Goal of the exercise
Copy the data from the line containing "of the sun in" up to and including the line containing "point(99, 222)". Change every "shelf-audit checker" to "stock-count checker" and leave all else as it is.

═══ Source data

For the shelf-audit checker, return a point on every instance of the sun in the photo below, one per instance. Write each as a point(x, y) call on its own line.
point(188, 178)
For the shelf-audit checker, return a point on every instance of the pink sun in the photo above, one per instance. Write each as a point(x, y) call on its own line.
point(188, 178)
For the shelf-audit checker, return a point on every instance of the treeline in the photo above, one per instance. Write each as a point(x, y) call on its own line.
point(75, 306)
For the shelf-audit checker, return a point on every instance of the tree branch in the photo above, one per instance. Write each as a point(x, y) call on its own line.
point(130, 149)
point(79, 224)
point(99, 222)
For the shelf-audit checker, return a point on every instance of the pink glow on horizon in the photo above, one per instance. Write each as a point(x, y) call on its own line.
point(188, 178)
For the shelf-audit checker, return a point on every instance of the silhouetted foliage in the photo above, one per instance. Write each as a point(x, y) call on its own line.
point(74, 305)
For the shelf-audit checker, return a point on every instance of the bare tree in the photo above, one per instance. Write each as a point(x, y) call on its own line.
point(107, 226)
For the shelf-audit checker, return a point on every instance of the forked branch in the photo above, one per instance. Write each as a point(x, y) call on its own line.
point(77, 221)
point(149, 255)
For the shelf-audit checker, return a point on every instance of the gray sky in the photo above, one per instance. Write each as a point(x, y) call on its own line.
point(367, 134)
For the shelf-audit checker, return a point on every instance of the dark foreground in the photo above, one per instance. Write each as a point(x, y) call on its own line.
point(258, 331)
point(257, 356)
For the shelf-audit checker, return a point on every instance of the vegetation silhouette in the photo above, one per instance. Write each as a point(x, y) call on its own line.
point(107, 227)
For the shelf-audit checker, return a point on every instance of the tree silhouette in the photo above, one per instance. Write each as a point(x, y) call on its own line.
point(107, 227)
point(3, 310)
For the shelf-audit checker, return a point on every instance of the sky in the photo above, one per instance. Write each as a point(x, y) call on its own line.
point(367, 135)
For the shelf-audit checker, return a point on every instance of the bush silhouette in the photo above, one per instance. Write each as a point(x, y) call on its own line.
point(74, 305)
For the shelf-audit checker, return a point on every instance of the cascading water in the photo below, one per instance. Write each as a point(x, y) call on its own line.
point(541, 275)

══════
═══ Source data

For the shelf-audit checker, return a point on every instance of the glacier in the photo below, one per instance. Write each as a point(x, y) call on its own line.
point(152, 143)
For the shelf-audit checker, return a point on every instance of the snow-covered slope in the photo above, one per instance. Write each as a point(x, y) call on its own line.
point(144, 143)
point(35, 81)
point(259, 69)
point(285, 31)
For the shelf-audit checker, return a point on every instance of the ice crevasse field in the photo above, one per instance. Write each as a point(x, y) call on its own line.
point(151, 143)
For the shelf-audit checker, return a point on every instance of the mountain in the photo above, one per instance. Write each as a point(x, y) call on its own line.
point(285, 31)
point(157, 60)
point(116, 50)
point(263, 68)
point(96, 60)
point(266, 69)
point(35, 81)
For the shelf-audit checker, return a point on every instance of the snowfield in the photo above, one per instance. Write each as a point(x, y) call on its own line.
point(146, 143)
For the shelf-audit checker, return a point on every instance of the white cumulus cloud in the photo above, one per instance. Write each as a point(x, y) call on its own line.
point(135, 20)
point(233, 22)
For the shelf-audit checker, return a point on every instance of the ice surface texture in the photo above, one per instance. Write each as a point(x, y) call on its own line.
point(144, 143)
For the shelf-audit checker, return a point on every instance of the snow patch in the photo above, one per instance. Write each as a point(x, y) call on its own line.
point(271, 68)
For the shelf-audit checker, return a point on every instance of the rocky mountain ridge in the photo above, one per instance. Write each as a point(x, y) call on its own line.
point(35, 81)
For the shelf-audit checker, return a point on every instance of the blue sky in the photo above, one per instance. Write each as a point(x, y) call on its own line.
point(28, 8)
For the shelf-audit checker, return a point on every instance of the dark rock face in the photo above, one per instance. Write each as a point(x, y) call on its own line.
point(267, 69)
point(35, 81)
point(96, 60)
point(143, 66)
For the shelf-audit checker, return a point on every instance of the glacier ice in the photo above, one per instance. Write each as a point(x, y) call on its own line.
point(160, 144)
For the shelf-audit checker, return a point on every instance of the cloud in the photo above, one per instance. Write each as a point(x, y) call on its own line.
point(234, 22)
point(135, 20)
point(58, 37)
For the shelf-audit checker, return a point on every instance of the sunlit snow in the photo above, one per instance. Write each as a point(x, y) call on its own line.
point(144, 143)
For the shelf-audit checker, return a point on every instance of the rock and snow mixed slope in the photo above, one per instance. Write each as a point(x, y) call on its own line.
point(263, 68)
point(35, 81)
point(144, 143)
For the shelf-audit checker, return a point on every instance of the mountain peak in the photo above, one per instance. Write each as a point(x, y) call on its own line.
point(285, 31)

══════

Output for this task
For the stock-count checker, return a point on every instance of the sun in the photo below, one per instance. Write each as a point(x, y) call on its own line.
point(188, 178)
For the stock-count checker, return a point on every instance of the pink sun in the photo above, one per instance. Write each as a point(x, y) call on its own line.
point(188, 178)
For the stock-count checker, return a point on every instance of the treeline in the photo above, one per instance. Write each as a point(x, y) call on its own line.
point(75, 306)
For the stock-count checker, return a point on every instance of the tree branch in the photo above, one per instance. Write each as a point(x, y) call on its own line.
point(130, 149)
point(79, 224)
point(99, 222)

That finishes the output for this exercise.